───── Extracted data

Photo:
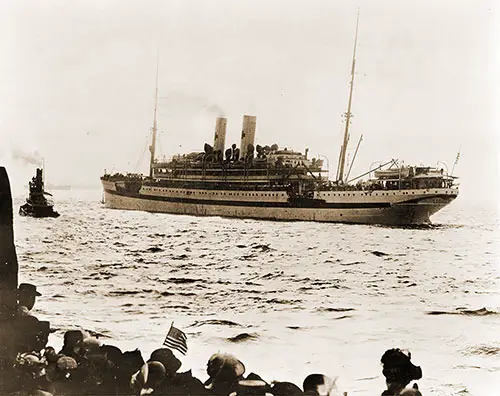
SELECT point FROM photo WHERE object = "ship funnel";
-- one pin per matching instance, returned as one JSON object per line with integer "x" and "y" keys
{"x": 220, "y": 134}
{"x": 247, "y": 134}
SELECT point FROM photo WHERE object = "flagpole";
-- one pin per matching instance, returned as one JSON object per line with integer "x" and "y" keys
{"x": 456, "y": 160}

──────────
───── Extracted data

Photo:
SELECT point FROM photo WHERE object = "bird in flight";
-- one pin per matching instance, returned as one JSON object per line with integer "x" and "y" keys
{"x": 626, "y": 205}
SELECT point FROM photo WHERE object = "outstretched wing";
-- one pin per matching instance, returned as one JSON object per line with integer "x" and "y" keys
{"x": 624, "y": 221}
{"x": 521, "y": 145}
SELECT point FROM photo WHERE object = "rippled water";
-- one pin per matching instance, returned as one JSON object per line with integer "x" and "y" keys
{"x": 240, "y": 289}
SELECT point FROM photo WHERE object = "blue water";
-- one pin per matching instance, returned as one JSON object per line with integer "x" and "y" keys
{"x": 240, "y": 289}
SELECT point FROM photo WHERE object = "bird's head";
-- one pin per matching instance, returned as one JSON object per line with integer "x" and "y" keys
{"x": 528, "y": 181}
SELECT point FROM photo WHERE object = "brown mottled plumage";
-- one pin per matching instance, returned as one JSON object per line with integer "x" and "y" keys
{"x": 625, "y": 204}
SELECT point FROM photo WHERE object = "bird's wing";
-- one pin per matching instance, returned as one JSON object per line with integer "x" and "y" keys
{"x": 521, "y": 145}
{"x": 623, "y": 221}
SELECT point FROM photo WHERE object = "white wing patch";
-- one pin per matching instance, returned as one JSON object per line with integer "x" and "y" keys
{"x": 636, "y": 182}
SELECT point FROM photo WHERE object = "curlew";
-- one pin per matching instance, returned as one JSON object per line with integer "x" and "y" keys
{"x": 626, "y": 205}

──────────
───── Extracted data

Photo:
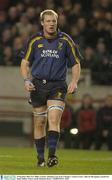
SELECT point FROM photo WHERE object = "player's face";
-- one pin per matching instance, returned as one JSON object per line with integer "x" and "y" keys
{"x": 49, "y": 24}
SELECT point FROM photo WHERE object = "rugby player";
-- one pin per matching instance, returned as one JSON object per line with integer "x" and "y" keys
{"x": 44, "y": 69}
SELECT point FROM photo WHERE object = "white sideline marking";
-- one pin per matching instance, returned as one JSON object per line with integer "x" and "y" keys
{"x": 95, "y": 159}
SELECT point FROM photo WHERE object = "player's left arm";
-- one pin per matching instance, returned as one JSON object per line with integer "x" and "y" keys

──────────

## Exercise details
Identify the lines of the data that contain the word "wing". Copy each of them.

## Written response
SELECT point FROM photo WHERE object = "outstretched wing";
SELECT point FROM photo WHERE object = "bird's wing";
SELECT point FROM photo WHERE object = "white wing patch";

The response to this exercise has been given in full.